• _TASK TO COMPLETE_: Reproduce everything from the line containing "In the picture above, where can the column" down to the end of the material below, keeping the requests as they are. Raise every coordinate in the answers by 110, covering both values of each point.

Point labeling material:
------------------------------
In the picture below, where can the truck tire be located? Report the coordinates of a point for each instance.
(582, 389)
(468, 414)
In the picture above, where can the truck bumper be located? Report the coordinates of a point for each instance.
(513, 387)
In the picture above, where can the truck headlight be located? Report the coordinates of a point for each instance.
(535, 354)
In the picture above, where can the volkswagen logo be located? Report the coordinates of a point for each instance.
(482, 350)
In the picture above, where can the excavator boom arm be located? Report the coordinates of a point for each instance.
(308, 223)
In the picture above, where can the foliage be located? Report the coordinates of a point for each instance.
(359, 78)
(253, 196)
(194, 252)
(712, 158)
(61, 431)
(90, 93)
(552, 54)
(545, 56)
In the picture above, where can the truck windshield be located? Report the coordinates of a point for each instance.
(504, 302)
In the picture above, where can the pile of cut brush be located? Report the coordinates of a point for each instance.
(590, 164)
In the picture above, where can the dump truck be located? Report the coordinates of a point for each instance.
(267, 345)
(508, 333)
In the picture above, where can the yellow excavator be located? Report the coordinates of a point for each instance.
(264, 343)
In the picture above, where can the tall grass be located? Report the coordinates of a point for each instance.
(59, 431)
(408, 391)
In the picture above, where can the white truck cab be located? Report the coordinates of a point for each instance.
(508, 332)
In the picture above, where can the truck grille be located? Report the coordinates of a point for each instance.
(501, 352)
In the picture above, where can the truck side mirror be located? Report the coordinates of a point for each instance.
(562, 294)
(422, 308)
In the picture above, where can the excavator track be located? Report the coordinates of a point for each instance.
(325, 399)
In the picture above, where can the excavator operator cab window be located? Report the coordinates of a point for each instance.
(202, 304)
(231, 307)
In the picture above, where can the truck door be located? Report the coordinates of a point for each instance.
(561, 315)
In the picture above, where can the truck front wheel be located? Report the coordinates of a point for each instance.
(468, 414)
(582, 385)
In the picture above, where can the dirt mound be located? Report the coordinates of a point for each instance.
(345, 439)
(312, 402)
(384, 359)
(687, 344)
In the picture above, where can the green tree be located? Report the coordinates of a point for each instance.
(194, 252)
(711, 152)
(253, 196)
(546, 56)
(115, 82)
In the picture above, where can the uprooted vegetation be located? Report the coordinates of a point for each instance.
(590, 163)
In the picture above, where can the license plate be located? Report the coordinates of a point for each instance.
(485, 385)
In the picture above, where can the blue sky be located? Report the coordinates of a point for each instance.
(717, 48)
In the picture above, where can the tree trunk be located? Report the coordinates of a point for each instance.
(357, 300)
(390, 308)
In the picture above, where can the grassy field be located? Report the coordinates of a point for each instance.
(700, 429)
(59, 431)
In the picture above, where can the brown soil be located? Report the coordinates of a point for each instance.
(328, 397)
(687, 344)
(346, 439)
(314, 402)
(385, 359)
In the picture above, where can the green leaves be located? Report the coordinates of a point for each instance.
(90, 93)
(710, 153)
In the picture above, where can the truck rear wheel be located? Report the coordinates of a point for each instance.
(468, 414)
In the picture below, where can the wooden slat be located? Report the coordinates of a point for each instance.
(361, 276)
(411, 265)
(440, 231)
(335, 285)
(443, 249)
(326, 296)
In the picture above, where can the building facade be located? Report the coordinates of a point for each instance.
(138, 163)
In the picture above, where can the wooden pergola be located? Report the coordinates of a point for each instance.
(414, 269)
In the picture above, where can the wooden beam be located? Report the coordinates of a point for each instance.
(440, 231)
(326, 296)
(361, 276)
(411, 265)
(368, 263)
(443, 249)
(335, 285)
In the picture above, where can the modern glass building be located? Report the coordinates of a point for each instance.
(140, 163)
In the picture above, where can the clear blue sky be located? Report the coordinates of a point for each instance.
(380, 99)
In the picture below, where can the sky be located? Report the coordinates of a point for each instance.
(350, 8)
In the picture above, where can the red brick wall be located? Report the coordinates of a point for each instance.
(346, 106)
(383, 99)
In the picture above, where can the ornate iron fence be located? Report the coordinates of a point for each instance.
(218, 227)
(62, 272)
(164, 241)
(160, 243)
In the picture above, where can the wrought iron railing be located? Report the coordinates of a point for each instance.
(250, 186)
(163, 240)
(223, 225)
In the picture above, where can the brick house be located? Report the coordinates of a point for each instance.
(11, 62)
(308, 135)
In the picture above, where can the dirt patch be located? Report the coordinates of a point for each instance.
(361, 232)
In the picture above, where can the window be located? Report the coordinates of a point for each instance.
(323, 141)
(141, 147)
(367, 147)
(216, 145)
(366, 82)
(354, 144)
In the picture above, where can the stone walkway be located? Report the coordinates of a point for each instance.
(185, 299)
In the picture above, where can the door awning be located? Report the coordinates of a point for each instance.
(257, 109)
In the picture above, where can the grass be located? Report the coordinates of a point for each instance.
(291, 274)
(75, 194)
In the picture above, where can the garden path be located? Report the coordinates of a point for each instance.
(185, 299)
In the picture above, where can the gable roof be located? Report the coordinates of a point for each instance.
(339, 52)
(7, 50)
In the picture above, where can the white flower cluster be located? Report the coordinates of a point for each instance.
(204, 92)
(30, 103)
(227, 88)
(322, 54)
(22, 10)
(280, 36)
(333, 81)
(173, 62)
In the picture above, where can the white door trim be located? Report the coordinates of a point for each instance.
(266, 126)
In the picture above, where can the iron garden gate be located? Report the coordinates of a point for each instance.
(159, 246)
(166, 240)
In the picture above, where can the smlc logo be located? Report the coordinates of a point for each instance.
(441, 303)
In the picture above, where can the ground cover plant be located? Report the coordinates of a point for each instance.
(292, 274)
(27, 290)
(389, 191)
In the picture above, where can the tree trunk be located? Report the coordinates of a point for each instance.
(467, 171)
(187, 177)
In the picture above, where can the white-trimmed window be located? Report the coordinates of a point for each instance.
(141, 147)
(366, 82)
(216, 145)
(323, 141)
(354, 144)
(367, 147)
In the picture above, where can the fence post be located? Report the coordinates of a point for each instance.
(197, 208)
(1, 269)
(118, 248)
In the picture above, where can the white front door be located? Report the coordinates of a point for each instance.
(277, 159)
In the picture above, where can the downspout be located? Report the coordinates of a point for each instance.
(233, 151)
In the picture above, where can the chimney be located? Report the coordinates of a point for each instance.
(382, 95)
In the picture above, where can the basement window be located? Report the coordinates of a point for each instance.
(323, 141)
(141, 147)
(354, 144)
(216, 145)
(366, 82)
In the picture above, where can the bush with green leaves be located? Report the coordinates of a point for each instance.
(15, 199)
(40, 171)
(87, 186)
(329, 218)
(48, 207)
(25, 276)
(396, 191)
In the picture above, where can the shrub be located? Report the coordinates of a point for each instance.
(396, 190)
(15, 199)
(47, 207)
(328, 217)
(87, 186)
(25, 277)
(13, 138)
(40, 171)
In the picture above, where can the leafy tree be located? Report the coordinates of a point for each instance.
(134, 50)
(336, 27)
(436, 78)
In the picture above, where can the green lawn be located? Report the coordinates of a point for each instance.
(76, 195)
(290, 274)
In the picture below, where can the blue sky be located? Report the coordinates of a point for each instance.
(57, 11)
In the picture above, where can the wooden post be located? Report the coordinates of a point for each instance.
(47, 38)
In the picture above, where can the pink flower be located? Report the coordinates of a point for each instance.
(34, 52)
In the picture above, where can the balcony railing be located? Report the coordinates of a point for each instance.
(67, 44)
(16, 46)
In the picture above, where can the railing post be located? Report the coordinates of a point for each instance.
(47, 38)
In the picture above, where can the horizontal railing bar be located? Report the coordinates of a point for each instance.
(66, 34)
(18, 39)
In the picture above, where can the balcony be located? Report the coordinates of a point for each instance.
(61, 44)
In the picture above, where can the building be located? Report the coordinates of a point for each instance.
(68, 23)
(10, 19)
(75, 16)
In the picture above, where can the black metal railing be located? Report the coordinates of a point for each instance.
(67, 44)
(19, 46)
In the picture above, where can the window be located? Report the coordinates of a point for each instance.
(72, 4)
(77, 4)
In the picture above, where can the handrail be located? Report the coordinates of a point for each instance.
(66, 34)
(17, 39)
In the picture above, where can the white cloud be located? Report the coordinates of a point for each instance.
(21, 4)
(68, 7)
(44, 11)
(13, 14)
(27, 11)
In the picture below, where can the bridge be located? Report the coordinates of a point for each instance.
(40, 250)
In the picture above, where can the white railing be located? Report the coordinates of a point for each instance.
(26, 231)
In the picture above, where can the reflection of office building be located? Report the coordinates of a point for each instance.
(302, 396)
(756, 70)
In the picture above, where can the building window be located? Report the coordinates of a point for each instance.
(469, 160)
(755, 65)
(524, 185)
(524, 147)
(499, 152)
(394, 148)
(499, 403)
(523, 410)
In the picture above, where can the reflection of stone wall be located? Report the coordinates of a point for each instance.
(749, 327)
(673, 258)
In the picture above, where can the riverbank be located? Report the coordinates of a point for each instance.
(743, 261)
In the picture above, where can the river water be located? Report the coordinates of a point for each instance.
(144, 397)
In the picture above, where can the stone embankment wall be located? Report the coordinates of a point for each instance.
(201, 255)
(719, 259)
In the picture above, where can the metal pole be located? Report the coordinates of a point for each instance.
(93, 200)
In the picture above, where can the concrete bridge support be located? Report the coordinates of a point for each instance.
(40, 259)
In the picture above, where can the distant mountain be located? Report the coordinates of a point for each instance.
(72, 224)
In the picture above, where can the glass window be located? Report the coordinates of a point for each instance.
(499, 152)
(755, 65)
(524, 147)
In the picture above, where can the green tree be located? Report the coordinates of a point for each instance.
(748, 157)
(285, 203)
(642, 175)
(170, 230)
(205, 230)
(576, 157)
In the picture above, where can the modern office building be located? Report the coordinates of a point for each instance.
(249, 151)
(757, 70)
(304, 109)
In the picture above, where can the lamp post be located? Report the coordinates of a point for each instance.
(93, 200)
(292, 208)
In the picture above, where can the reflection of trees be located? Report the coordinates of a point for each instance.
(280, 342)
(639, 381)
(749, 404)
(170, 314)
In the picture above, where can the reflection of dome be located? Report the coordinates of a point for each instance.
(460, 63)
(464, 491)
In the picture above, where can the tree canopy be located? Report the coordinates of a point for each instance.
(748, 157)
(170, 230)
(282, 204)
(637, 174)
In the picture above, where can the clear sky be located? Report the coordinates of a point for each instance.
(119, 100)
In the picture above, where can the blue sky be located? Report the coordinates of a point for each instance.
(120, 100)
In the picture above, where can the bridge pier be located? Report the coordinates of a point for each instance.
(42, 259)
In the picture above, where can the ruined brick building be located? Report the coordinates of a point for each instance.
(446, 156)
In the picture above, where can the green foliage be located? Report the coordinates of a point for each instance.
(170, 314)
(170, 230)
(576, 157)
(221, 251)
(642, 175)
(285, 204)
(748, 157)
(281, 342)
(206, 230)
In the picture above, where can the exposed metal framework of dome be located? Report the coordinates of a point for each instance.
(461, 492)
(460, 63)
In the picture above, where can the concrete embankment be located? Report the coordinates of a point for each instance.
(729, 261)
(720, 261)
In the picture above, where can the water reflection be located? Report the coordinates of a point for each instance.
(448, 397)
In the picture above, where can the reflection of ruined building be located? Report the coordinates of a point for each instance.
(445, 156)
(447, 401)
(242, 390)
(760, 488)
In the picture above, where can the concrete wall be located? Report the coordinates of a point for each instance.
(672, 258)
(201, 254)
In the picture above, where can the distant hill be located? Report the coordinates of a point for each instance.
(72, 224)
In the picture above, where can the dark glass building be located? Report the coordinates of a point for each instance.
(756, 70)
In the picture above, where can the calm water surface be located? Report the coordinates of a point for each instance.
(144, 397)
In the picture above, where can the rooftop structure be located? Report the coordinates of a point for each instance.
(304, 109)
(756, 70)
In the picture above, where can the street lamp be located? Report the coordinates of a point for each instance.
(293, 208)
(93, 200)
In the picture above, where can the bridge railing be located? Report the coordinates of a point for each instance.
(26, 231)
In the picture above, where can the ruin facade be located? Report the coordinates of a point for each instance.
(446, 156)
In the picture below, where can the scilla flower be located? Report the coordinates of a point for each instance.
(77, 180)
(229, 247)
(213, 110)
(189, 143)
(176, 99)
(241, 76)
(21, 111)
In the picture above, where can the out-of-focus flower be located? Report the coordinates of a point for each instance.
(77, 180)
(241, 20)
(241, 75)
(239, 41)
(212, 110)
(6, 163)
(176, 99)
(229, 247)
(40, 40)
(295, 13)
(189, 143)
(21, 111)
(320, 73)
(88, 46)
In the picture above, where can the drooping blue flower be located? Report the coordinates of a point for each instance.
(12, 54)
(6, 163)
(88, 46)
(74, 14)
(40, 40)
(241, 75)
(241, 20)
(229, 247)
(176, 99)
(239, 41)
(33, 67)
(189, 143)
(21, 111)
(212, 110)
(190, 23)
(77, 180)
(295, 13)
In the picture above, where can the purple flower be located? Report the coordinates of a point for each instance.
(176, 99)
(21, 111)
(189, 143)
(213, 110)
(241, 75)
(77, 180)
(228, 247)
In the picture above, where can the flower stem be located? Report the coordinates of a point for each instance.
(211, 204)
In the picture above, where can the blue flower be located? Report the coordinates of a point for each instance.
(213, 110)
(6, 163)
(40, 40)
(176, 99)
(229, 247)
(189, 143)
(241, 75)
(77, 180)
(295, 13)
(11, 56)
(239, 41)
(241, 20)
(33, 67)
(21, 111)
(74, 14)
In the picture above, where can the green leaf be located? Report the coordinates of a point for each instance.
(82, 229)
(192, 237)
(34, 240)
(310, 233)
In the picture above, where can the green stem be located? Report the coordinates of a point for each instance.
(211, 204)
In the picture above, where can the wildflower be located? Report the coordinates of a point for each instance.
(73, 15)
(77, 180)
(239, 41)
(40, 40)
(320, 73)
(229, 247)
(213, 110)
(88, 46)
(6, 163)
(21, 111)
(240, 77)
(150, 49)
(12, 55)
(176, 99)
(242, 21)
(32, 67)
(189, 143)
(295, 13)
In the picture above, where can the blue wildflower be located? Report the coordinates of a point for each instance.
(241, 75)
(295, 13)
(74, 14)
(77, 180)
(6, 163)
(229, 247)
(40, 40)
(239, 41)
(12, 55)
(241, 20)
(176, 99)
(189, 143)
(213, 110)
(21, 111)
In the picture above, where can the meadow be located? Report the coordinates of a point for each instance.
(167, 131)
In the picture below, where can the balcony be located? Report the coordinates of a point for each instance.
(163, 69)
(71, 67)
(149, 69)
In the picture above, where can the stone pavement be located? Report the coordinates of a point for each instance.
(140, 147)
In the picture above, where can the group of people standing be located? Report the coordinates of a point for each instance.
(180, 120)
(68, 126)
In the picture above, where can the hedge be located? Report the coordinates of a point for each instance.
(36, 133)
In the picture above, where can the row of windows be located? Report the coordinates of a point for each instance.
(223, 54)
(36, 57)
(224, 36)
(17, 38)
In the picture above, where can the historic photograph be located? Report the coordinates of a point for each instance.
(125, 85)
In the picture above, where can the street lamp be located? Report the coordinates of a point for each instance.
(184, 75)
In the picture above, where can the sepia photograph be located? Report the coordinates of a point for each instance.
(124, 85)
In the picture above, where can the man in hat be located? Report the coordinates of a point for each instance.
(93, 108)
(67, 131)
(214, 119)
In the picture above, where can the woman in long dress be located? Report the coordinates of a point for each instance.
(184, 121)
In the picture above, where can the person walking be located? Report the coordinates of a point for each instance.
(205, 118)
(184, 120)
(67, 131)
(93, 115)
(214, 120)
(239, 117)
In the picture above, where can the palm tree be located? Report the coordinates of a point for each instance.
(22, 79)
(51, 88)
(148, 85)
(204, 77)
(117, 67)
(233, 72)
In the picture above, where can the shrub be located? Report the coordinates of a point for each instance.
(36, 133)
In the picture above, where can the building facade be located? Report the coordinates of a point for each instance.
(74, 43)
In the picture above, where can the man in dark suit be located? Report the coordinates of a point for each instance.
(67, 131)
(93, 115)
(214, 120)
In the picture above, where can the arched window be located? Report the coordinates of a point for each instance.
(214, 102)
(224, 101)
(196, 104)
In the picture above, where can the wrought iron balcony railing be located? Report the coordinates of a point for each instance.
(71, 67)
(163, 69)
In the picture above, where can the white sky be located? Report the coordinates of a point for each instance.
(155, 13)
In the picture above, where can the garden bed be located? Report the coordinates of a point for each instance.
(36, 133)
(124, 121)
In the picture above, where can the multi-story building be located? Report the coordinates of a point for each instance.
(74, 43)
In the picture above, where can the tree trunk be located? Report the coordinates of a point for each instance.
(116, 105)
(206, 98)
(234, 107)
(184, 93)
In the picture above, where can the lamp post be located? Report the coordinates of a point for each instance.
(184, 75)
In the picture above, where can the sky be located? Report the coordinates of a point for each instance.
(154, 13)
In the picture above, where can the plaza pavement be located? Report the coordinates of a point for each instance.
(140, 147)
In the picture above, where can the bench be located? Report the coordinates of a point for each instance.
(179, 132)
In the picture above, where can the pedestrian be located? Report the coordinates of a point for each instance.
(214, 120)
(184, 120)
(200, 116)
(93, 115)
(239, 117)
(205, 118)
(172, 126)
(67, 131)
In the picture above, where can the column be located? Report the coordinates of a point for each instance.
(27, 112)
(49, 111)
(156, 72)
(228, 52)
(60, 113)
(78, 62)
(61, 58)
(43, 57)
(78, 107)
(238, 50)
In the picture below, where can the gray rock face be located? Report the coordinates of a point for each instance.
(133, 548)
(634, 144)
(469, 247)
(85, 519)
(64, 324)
------------------------------
• _RESULT_:
In the picture above, where can the column be located? Report the coordinates of a point for each instance.
(137, 222)
(159, 221)
(266, 182)
(338, 162)
(170, 223)
(188, 172)
(171, 168)
(153, 167)
(188, 217)
(348, 160)
In the picture below, where can the gray rock face be located? Report the coordinates of a point for each instance.
(243, 658)
(744, 254)
(579, 357)
(195, 629)
(174, 434)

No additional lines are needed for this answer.